───── EXCERPTED TEXT ─────
# Said goodbye to the family dog today



## cavman138 (Mar 22, 2011)

Unfortunately my dog's health had continued to decline in recent months and my parents decided that it was time. Hershey turned 13 last November and still never showed and age in her face, just a few white hairs. She has been around since I was in the 6th grade, over half of my life. She was a great dog and this is incredibly hard to deal with. I can take comfort in knowing that she is no longer in pain, but it just sucks to know that she won't be around anymore. My parents called me yesterday to come by and see her, so I went by last night when I got out of class. I could tell she was in pain, but I hated to leave her. At least she gave me a few tail wags when I came in.


----------



## BassGeek54 (Mar 22, 2011)

Caveman -- I am so sorry for your loss. Anyone who knows me, knows I love dogs more than most people, please know that my thoughts are with you and my heart grieves for your loss of Hershey.

Michael


----------



## perchin (Mar 23, 2011)

So sorry to hear.


----------



## Jim (Mar 23, 2011)

So sorry to hear it man.


----------



## DocWatson (Mar 23, 2011)

Tough to lose an old friend. My condolences.


----------



## Troutman3000 (Mar 23, 2011)

Sorry for your loss. But remember all dogs go to Heaven.


----------



## Brine (Mar 23, 2011)

Sorry to hear it cavman


----------



## fender66 (Mar 23, 2011)

Wow....there's a lot of this going around right now. Sorry to hear this. Hope the void can be filled, (not replaced) with new love soon.


----------



## bAcKpAiN (Mar 23, 2011)

Sorry for your loss. It is always hard when a friend is gone!


----------



## poolie (Mar 23, 2011)

Very sorry man. Dog's are called man's best friend for a reason.


----------



## KMixson (Mar 23, 2011)
───── RECORDED INFORMATION ─────
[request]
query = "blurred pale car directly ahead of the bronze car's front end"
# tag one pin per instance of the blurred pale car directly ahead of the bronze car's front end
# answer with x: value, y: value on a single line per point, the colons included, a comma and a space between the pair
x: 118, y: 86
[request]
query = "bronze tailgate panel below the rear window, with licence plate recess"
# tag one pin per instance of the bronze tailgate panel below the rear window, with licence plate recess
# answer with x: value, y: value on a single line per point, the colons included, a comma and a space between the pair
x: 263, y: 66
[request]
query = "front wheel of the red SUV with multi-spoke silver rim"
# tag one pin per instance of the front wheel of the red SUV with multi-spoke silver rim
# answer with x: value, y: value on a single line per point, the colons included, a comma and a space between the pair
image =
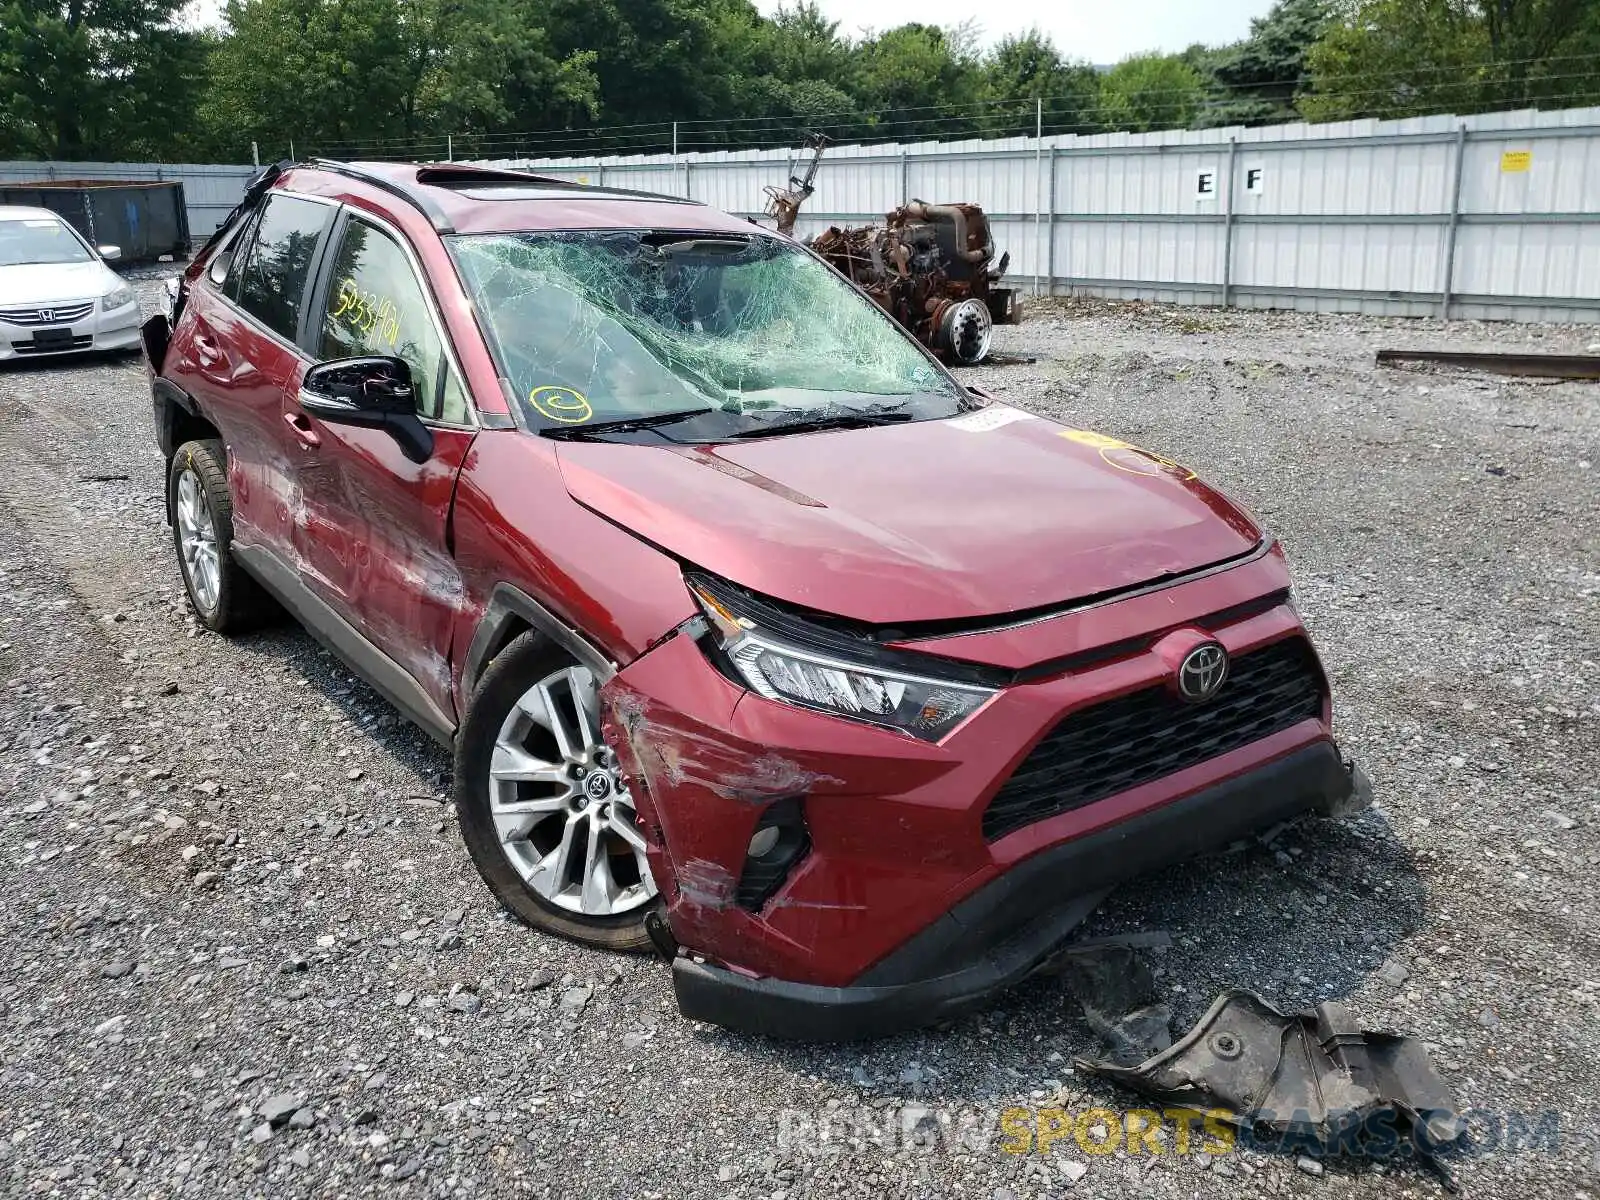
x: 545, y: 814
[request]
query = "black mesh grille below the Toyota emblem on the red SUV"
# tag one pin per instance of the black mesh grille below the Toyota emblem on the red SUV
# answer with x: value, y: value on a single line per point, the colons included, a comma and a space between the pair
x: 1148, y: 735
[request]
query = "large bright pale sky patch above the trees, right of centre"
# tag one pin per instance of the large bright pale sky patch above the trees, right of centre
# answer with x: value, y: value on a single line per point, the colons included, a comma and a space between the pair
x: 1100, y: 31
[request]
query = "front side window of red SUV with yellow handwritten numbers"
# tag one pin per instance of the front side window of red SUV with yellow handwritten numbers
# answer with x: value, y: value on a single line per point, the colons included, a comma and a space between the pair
─────
USING THE INFORMATION:
A - Pull out the passage of the thread about the family dog starting at "## BassGeek54 (Mar" and ending at "perchin (Mar 23, 2011)", word for word.
B - Please write what comes next in the thread about the family dog, picking up right after its last line.
The entries are separate material, unrelated to the thread about the family dog.

ANSWERS BY ITEM NUMBER:
A -
## BassGeek54 (Mar 22, 2011)

Caveman -- I am so sorry for your loss. Anyone who knows me, knows I love dogs more than most people, please know that my thoughts are with you and my heart grieves for your loss of Hershey.

Michael


----------



## perchin (Mar 23, 2011)

B -
I hate to hear that news. I hope you are holding up well. At least you know she is in pain no longer. It takes a while to get over it.


----------



## lswoody (Mar 23, 2011)

Sorry to hear it.


----------



## one100grand (Mar 23, 2011)

Things like this are always rough. It's a constant reminder of the fragility of life and that our time here is fleeting. I am sure your positive memories of this friend will impact you over the course of the rest of your life. A good friend like this can never be replaced and you will always remember the funny things she did. Eventually the pain of this lost loved one will become the cherished memories celebrating her life.


----------



## Diesel Dan (Mar 23, 2011)

After I wiped the tears from my eyes I thought about my 8 mo old pup and how she has become a member of or family. I know that has to hurt and I'm truly sorry for the loss of a great friend.


----------



## dougdad (Mar 23, 2011)

Been there, lost my best bud of 15 years last summer, was tough to take him in to the vet for that shot, but he could not get up any more and would not eat. But I will do it again!


----------



## PAbdullah (Mar 24, 2011)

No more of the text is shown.